═══ SOURCE RECORDS ═══
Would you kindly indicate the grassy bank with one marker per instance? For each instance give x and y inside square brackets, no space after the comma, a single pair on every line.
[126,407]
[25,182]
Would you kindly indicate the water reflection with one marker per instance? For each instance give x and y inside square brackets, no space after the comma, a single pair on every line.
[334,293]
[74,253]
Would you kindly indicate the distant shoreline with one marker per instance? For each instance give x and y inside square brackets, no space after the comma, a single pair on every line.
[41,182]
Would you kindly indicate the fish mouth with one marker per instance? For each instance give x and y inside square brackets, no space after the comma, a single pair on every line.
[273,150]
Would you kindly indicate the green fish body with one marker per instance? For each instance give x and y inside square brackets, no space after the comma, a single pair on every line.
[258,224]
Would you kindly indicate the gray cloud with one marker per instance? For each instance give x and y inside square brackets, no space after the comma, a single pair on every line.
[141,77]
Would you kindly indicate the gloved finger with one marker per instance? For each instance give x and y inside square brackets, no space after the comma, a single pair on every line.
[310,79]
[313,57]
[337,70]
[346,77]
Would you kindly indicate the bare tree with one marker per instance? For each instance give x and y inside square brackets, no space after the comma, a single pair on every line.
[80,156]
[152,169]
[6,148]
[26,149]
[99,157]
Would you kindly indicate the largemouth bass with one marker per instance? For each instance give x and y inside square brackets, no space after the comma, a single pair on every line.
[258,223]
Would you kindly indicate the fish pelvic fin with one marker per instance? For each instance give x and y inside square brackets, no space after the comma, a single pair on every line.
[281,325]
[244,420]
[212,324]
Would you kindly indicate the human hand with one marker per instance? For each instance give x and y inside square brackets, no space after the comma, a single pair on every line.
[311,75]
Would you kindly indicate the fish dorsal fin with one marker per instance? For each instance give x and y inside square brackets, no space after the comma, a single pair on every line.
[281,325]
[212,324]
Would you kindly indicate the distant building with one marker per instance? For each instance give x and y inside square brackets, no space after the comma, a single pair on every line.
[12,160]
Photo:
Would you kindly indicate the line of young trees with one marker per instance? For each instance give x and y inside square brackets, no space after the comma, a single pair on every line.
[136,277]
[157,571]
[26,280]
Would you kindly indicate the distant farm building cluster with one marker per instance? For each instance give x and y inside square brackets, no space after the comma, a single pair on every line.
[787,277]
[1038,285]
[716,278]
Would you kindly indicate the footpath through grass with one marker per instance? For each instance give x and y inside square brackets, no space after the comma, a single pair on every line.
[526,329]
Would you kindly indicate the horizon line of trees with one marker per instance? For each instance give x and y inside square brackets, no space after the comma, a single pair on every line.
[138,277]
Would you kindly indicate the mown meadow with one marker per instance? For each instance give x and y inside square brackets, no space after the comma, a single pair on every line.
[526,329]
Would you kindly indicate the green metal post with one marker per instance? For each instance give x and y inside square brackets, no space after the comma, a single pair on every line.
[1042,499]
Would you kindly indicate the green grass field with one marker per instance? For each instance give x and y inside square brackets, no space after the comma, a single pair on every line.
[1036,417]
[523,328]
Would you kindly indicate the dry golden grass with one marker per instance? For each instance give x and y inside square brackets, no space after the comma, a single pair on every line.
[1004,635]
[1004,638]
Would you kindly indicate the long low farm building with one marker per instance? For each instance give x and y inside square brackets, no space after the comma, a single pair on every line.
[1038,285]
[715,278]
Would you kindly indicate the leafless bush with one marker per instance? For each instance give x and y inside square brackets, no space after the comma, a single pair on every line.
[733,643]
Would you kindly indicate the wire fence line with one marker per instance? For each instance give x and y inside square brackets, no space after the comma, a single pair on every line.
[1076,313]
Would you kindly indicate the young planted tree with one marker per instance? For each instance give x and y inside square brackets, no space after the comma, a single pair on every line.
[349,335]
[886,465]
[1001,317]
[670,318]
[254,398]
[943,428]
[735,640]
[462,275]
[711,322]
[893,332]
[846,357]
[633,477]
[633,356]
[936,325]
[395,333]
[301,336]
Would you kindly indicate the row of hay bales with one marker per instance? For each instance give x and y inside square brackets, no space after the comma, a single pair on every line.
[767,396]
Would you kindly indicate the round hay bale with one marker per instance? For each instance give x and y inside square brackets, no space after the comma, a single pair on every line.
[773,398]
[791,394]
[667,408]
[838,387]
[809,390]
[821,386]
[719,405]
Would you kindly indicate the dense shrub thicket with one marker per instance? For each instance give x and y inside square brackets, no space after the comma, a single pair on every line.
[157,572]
═══
Output every record in full, exactly as it was given.

* EXERCISE RESULT
Would you kindly indicate the grassy bank with one marker per instance? For each instance give x and y inside square brackets, no space after the comma, a single pair on every line.
[126,407]
[25,182]
Would you kindly indicate the water reflection with one marker per instance? For each instance give x and y inside square brackets, no space after the comma, a single pair on every line.
[334,293]
[74,253]
Would you kindly indicate the distant shoreline with one marker per instance? For each instance give x and y inside square brackets, no space after the comma, a single pair on every line.
[41,182]
Would you kindly indicate the fish mouth with one marker per instance? For each instance give x and y inside square brackets, no space after the comma, a single pair on every line.
[273,150]
Would you kindly indicate the green fish body with one marker per instance? For each instance give x and y inside square brackets, no space after the comma, a single pair on every line.
[258,224]
Would you kindly indicate the gray cloud with one marker per instance? For each instance give x and y inside square brackets, no space after the comma, a single pair on every line.
[141,77]
Would you kindly indicate the gloved finger with one marker per instance? For each instance give x and y inside square brackets, no space after the comma, a single pair on every line.
[310,79]
[313,57]
[337,70]
[346,77]
Would you kindly indicate the bare tree with one marker per instance? For each instance give x and y inside square brackets, no space after the comma, a single pair on every line.
[80,156]
[152,169]
[6,148]
[26,149]
[99,157]
Would you kindly indicate the largemouth bass with one marker per instance? For each instance give x and y inside square brackets, no space after the comma, a single pair on every line.
[258,223]
Would you kindly indicate the fish pelvic fin with one marker per instance? For each instance give x and y inside square brackets, no space after the comma, a single pair on every line.
[281,325]
[244,420]
[212,324]
Would you kindly indicate the human hand with one marker per instance? For each instance give x and y inside square brackets, no space after the comma, a single pair on every line.
[311,75]
Would you kindly indicate the fish dorsal fin with one marker per instance? For each instance give x and y inside square brackets, no space after the comma, a single pair on every line.
[281,325]
[212,324]
Would you kindly indicate the distant building with one marker per instance? For each instance give x and y inside square brackets, no space after the comma, a single pair on every line.
[12,160]
Photo:
Would you kindly indicate the line of young trees with one marker per instance? For each instance give x and y inside square brackets, no space after the comma, a single pair on every line.
[136,277]
[157,571]
[26,280]
Would you kindly indicate the distant farm building cluster with one marker per instance? For each instance give x and y inside square brackets, no space after the comma, a single pair on every line.
[787,277]
[1038,285]
[716,278]
Would you kindly indicate the footpath through grass with one marker per instance? For each instance give x and y inside square brackets, no space after the comma, a single pair on every line.
[526,329]
Would you kindly indicate the horizon line of trees with one marker per instance? For each instance give x and y inside square brackets, no space after the comma, a single pair on every line.
[138,277]
Would you kindly indicate the mown meadow with one marker per instance? For each instance give x and y inside square brackets, no space after the comma, a single pair on every line.
[526,329]
Would you kindly indicate the green metal post with one marker per instance? For each instance give x and y inside square brackets, no space after the comma, a single pair on every line.
[1042,499]
Would you kindly indicate the green grass field with one marker per instance? For each instance give x and y inside square brackets, no space after the comma, a single pair on every line.
[1036,417]
[523,328]
Would you kindly indicate the dry golden grass with one marker per instance? For each instance give x and y inside square brackets, no space after the comma, a single pair on every line.
[1004,635]
[1004,638]
Would you kindly indicate the long low farm building with one marker per instance? For each instance give x and y inside square brackets, no space after the comma, a single pair on every line.
[1038,285]
[715,278]
Would you kindly indicate the leafless bush with one marker per instance? For each instance give x and y inside square brackets, no space after the comma, a single pair on every line.
[733,643]
Would you kindly indicate the wire fence line with one marker per instance? For each instance give x and y inside square brackets, no space after the comma, a single pair on every line.
[1076,313]
Would you kindly indicate the young planted tree with one marker per instance? For each instance give x and y inside square brackets, no space after the comma, a single pair on every line.
[349,335]
[886,465]
[1001,317]
[670,318]
[254,398]
[943,428]
[735,640]
[462,275]
[711,322]
[893,332]
[846,357]
[633,477]
[633,356]
[936,325]
[395,333]
[301,336]
Would you kindly indicate the row of hay bales with one marker per instance? For each instance give x and y inside square brackets, no space after the comma, a single pair on every line.
[767,396]
Would you kindly indicate the round hay bale with one marker per instance? For each instance give x and y inside square brackets, no space after the comma, a single pair on every line.
[773,398]
[791,394]
[667,408]
[838,387]
[809,390]
[821,386]
[719,405]
Would you kindly indicate the dense shrub thicket with one marker per instance? For each instance give x and y inside square brackets, no space after the comma, a single pair on every line.
[157,572]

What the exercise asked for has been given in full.